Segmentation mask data
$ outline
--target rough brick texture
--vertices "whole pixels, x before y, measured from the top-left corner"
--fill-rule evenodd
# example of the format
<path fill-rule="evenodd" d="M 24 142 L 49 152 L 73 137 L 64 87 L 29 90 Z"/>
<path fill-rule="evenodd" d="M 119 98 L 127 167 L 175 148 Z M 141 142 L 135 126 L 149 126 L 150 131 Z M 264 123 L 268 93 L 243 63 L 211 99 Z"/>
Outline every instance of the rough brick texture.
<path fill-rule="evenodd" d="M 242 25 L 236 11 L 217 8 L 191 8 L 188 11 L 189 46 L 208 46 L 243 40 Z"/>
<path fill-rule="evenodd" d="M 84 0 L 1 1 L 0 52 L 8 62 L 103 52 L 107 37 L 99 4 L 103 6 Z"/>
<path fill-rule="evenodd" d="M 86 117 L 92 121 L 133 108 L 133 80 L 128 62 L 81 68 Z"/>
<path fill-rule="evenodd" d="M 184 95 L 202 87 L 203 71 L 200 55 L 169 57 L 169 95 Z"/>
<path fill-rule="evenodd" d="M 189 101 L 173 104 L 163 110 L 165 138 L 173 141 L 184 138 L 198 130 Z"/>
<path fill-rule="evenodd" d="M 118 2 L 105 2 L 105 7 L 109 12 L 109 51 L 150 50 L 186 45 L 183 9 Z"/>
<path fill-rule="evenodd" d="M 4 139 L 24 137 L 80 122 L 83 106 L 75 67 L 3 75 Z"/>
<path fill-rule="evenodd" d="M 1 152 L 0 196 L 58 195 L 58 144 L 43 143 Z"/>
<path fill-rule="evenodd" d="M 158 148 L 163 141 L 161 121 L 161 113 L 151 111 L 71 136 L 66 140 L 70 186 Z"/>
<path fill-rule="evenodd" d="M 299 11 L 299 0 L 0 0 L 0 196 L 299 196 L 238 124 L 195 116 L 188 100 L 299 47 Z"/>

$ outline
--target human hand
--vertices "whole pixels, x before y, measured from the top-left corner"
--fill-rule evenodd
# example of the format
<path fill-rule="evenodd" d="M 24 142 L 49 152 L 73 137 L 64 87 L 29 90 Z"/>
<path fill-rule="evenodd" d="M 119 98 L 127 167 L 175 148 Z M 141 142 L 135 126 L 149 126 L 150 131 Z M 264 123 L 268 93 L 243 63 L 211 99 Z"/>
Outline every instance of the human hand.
...
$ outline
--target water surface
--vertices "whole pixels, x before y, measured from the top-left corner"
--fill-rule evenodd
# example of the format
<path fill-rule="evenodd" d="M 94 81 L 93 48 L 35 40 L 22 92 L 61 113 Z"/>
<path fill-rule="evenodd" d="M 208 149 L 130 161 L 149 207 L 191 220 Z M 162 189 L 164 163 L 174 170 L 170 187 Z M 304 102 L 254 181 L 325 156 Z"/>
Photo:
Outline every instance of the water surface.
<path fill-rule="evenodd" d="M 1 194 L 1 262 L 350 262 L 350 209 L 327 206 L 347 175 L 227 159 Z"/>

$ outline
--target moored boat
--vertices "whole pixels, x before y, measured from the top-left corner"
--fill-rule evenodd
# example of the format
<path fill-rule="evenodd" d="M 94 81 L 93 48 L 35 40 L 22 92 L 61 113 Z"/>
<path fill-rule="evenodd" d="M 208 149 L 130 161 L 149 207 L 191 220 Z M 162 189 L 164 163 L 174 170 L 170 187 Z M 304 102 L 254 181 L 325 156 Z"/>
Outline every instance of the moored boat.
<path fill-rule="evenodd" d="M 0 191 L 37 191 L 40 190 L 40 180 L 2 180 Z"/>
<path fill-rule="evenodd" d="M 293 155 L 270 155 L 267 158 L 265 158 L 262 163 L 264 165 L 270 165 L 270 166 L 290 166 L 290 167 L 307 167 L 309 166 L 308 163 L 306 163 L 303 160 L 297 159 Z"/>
---
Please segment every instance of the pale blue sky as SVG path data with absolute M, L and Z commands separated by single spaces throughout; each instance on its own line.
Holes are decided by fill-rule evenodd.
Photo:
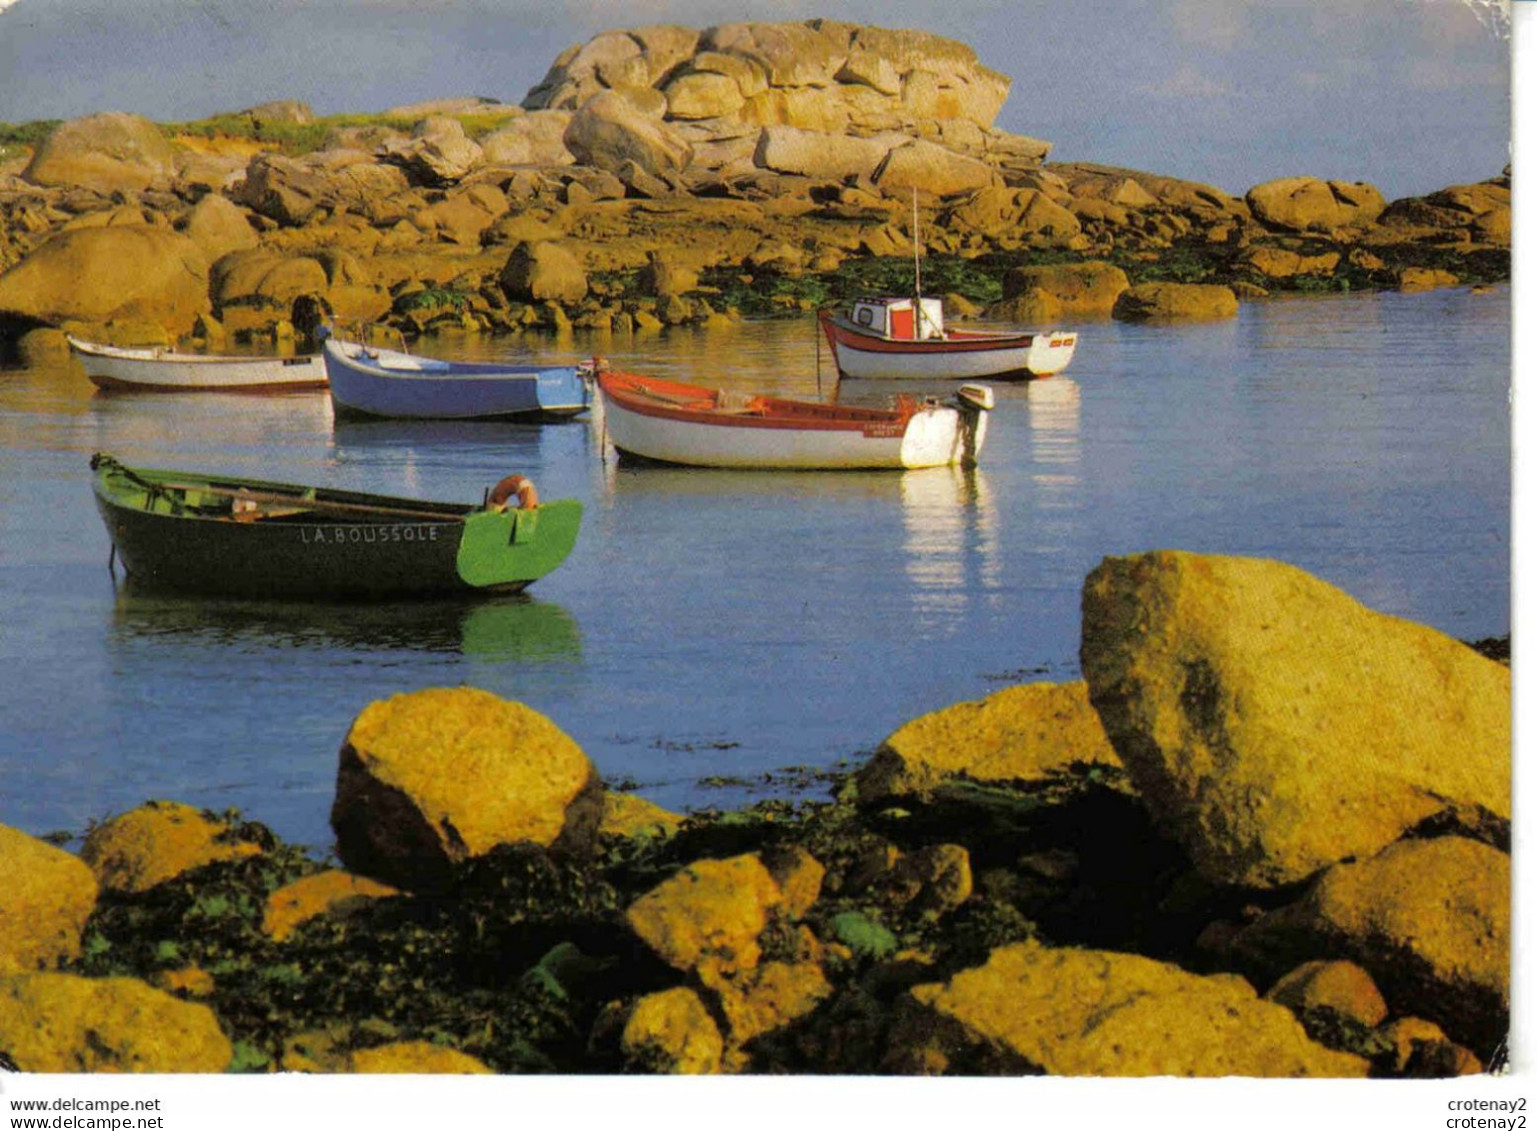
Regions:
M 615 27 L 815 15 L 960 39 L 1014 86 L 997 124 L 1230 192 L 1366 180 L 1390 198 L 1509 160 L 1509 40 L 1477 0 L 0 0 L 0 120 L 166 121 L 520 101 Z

ABOUT THIS EXERCISE:
Your answer should consist of each line of the data above in which the word "hand" occurs.

TASK OUTPUT:
--target human hand
Outline every instance of the human hand.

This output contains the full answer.